Objectif >> Recopiez intégralement l'extrait sur les actionneurs à variation continue, sans en modifier un seul caractère.

Extrait choisi >>
********

Quand l’information est à variation continue, les actionneurs les plus répandus sont:

– En électricité, les moteurs à vitesse variable, soit à courant continu, soit à courant alternatif de fréquence variable. Les premiers sont désormais tous alimentés par des redresseurs commandés à semiconducteurs (transistors, thyristors, thyristors G.T.O.), assurant, si nécessaire, la fourniture du couple dans les deux sens avec les deux sens de rotation, c’est-à-dire l’échange de l’énergie dans les deux sens. Les seconds, de type synchrone ou de type asynchrone à cage suivant les cas, sont alimentés par des convertisseurs de fréquence utilisant les mêmes types de semiconducteurs. Il est désormais possible d’introduire dans les régulateurs électroniques de commande des convertisseurs des circuits correcteurs des réactions d’induit, de sorte que les performances peuvent être alignées sur celles des moteurs à courant continu. Les moteurs alternatifs, plus fiables et moins sensibles à l’environnement, permettent de mieux résoudre le problème de l’adaptation du moteur à la charge entraînée. Ils permettent aussi l’accès aux plus grandes vitesses et aux plus grandes puissances. L’arrivée sur le marché d’aimants à hautes performances a permis de réaliser des servomoteurs électriques très robustes, à faible inertie et de grande qualité, de type continu, synchrone, et même à réluctance variable.

********

Lignes de données >>
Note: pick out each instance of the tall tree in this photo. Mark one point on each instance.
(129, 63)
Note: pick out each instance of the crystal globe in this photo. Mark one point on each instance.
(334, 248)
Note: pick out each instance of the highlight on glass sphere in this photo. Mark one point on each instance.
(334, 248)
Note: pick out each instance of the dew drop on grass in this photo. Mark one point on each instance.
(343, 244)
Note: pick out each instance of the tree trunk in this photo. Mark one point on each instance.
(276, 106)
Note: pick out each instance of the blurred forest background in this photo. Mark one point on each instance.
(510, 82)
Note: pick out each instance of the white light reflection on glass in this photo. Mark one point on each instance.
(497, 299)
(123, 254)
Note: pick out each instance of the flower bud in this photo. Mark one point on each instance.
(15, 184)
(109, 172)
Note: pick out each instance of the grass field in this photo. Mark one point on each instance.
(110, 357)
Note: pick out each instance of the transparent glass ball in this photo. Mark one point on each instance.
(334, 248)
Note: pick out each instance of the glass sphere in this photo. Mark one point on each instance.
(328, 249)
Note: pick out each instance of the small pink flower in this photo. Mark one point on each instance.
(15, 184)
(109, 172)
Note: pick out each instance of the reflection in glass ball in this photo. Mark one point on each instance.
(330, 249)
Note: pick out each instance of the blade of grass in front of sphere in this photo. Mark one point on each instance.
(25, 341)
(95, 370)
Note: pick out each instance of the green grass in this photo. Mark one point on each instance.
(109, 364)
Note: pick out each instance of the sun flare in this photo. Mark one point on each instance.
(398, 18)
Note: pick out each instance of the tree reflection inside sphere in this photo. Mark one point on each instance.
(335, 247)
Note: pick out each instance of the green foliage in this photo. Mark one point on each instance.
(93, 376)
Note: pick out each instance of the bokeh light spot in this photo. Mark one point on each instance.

********

Bonne réponse >>
Quand l’information est à variation continue, les actionneurs les plus répandus sont:

– En électricité, les moteurs à vitesse variable, soit à courant continu, soit à courant alternatif de fréquence variable. Les premiers sont désormais tous alimentés par des redresseurs commandés à semiconducteurs (transistors, thyristors, thyristors G.T.O.), assurant, si nécessaire, la fourniture du couple dans les deux sens avec les deux sens de rotation, c’est-à-dire l’échange de l’énergie dans les deux sens. Les seconds, de type synchrone ou de type asynchrone à cage suivant les cas, sont alimentés par des convertisseurs de fréquence utilisant les mêmes types de semiconducteurs. Il est désormais possible d’introduire dans les régulateurs électroniques de commande des convertisseurs des circuits correcteurs des réactions d’induit, de sorte que les performances peuvent être alignées sur celles des moteurs à courant continu. Les moteurs alternatifs, plus fiables et moins sensibles à l’environnement, permettent de mieux résoudre le problème de l’adaptation du moteur à la charge entraînée. Ils permettent aussi l’accès aux plus grandes vitesses et aux plus grandes puissances. L’arrivée sur le marché d’aimants à hautes performances a permis de réaliser des servomoteurs électriques très robustes, à faible inertie et de grande qualité, de type continu, synchrone, et même à réluctance variable.